→ CHALLENGES:
1) Retype a passage from the procedural history word for word, beginning at the words "Renna, a professional" and stopping after "See DE [10].".
2) According to the procedural history, on what date did the Clerk of the Court enter a Certificate of Default against Queens Ledger?
3) For each statement, answer yes or no according to the procedural history, and quote the words that decide it. (a) Renna alleged that Queens Ledger posted three of his photographs on its website. (b) The motion for default judgment sought $50,000.00 in actual damages. (c) Judge Hurley adopted the Report and Recommendation on March 6, 2019.

→ EXCERPTED TEXT:
As the parties' familiarity with the underlying facts is presumed, the Court sets forth only background material that is directly relevant to the instant motion.
Renna, a professional photojournalist, commenced this action against Queens Ledger on June 6, 2017, alleging that, without Plaintiff's authorization, Defendant posted onto its Website three photographs (the "Images") which Renna had captured and of which he was the sole owner. See Complaint ("Compl."), DE [1], ¶¶ 5, 7, 9, 11-12, Exhibit ("Ex.") A, Ex. C. On June 22, 2017, Plaintiff effectuated service of process upon Queens Ledger by delivering a copy of the Summons and Complaint to an agent in the office of the New York State Secretary of State. See DE [7]. After Defendant failed to timely answer or otherwise respond to the Complaint, the Clerk of the Court, at Renna's request, entered a Certificate of Default against Queens Ledger on September 6, 2017. See DE [10].
On December 11, 2017, Plaintiff filed a letter motion requesting a pre-motion conference in connection with his proposed motion for default judgment. See DE [11]. Judge Wexler granted Renna's request and set a briefing schedule for the anticipated motion. See Electronic Order dated December 11, 2017. Following a slight modification to the briefing schedule, Plaintiff filed the motion for default judgment on March 27, 2018, seeking $30,000.00 in actual damages for copyright infringement. See Electronic Orders dated March 26, 2018 and March 27, 2018; DE [13]. On April 5, 2018, the case was reassigned to Judge Hurley, who then referred Renna's motion to this Court for Report and Recommendation. See Electronic Orders dated April 5, 2018 and April 6, 2018. This Court issued a Report and Recommendation on February 13, 2019, which recommended that a default judgment as to liability be entered against Queens Ledger, but that Plaintiff's application for damages be denied without prejudice and with leave to renew upon submission of supporting documentation. See DE [15]. Judge Hurley adopted the Report and Recommendation on March 6, 2019 and directed Renna to file a motion for damages within thirty days. See DE [18]. On April 5, 2019, Plaintiff filed the instant motion, see DE [19], which Judge Hurley referred to this Court for a Report and Recommendation. See Order Referring Motion, dated April 8, 2019.

→ GIVEN ENTRIES:
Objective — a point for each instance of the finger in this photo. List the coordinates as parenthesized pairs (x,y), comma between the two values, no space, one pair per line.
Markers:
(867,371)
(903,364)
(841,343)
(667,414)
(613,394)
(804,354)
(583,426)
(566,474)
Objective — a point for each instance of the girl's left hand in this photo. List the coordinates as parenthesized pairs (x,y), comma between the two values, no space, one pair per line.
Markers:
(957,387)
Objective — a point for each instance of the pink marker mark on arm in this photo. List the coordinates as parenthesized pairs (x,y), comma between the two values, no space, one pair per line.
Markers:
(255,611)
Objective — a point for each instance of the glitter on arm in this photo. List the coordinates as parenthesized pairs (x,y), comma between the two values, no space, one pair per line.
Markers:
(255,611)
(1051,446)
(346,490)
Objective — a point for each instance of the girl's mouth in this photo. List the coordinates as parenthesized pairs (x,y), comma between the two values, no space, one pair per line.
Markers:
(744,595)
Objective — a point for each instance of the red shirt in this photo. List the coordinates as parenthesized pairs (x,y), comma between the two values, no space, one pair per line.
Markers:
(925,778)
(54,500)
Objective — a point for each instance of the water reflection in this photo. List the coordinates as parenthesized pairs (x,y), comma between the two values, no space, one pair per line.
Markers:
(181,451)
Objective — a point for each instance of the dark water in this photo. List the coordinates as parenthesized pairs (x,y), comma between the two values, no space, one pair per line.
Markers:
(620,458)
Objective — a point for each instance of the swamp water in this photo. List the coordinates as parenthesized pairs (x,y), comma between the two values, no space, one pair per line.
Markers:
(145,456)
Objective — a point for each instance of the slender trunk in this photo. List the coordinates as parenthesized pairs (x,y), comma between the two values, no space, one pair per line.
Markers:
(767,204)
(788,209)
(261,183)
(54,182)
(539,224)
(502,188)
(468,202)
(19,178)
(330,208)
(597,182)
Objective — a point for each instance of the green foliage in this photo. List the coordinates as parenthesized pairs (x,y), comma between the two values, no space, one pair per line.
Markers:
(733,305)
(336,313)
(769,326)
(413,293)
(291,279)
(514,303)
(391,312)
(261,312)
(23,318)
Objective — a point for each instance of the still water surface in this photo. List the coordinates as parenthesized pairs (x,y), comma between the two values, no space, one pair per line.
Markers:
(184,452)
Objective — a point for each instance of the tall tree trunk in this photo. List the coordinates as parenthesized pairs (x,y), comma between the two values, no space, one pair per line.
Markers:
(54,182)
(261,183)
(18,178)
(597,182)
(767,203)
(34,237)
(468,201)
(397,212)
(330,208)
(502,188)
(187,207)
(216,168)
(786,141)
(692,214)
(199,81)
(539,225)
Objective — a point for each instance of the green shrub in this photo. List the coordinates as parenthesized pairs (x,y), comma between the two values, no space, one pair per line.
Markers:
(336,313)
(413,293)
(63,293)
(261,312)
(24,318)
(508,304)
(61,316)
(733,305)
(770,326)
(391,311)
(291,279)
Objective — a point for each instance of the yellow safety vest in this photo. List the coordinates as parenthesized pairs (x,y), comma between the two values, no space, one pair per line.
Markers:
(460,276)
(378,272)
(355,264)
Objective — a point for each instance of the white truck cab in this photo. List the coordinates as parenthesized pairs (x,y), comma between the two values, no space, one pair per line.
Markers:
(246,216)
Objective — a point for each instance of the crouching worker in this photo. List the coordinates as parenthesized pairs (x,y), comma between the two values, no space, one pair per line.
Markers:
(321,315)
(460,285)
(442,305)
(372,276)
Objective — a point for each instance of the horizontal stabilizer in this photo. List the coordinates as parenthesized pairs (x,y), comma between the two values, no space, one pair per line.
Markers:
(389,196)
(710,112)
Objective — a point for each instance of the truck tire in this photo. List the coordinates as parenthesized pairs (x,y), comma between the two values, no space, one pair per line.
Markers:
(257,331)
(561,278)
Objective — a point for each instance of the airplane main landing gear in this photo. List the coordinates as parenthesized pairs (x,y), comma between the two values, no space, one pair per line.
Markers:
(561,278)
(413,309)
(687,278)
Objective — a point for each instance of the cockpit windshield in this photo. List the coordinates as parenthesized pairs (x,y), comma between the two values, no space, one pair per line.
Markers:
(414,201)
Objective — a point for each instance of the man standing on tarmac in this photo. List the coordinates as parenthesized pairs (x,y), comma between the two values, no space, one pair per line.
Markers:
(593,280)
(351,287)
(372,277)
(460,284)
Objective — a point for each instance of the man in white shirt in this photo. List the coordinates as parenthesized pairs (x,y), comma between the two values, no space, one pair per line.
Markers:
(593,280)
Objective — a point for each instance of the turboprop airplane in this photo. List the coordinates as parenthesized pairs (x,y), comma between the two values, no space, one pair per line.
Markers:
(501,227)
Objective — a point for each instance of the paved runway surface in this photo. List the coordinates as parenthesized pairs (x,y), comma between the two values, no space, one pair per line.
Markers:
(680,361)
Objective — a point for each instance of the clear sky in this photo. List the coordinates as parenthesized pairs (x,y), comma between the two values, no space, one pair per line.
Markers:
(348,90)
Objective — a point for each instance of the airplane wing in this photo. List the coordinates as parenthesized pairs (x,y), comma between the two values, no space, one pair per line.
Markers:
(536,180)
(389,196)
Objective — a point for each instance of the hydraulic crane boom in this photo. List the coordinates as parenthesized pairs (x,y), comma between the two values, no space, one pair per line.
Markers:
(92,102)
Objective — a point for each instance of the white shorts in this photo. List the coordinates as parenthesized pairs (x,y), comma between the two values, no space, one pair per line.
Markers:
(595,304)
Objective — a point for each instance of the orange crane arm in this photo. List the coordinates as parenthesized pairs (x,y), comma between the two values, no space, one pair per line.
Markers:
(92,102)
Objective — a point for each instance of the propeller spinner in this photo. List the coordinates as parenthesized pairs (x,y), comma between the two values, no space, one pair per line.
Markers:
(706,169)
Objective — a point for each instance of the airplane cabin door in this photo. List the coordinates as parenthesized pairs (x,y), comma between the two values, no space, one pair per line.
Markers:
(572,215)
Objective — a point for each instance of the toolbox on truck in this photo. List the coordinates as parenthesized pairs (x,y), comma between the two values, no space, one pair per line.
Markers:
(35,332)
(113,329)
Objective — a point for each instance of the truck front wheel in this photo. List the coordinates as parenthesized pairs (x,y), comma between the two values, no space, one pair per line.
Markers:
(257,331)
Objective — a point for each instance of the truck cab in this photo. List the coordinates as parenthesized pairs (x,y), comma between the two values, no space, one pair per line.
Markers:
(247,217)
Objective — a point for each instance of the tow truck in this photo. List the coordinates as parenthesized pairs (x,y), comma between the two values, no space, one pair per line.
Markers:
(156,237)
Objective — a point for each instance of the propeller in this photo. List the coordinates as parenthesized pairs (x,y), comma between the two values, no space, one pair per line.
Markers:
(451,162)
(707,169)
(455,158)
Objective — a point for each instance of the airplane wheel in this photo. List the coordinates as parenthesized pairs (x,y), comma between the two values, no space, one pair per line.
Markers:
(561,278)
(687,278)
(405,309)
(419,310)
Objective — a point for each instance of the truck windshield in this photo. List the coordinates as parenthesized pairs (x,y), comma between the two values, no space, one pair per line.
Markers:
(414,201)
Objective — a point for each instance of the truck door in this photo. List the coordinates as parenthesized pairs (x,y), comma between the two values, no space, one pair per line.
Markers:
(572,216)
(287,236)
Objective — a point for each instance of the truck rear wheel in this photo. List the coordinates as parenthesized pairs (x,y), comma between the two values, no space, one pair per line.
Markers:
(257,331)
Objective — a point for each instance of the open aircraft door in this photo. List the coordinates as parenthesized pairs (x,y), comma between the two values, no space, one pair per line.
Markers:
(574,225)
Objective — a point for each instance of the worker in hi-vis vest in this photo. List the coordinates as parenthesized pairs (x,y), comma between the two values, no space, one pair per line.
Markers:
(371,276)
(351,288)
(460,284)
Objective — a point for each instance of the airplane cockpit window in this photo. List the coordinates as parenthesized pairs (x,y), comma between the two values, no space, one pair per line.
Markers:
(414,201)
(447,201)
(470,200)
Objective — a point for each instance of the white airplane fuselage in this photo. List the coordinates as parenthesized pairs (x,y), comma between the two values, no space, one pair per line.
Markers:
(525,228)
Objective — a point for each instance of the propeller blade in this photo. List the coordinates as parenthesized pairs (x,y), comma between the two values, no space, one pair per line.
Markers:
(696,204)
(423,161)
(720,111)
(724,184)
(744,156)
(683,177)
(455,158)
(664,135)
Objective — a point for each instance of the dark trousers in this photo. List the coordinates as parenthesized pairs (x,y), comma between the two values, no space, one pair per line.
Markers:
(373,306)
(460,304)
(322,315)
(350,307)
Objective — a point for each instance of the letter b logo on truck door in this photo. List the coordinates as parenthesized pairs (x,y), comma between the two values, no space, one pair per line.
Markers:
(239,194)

→ RESPONSES:
1)
Renna, a professional photojournalist, commenced this action against Queens Ledger on June 6, 2017, alleging that, without Plaintiff's authorization, Defendant posted onto its Website three photographs (the "Images") which Renna had captured and of which he was the sole owner. See Complaint ("Compl."), DE [1], ¶¶ 5, 7, 9, 11-12, Exhibit ("Ex.") A, Ex. C. On June 22, 2017, Plaintiff effectuated service of process upon Queens Ledger by delivering a copy of the Summons and Complaint to an agent in the office of the New York State Secretary of State. See DE [7]. After Defendant failed to timely answer or otherwise respond to the Complaint, the Clerk of the Court, at Renna's request, entered a Certificate of Default against Queens Ledger on September 6, 2017. See DE [10].

2) September 6, 2017.

3)
(a) Yes: "Defendant posted onto its Website three photographs"
(b) No: "seeking $30,000.00 in actual damages for copyright infringement"
(c) Yes: "Judge Hurley adopted the Report and Recommendation on March 6, 2019"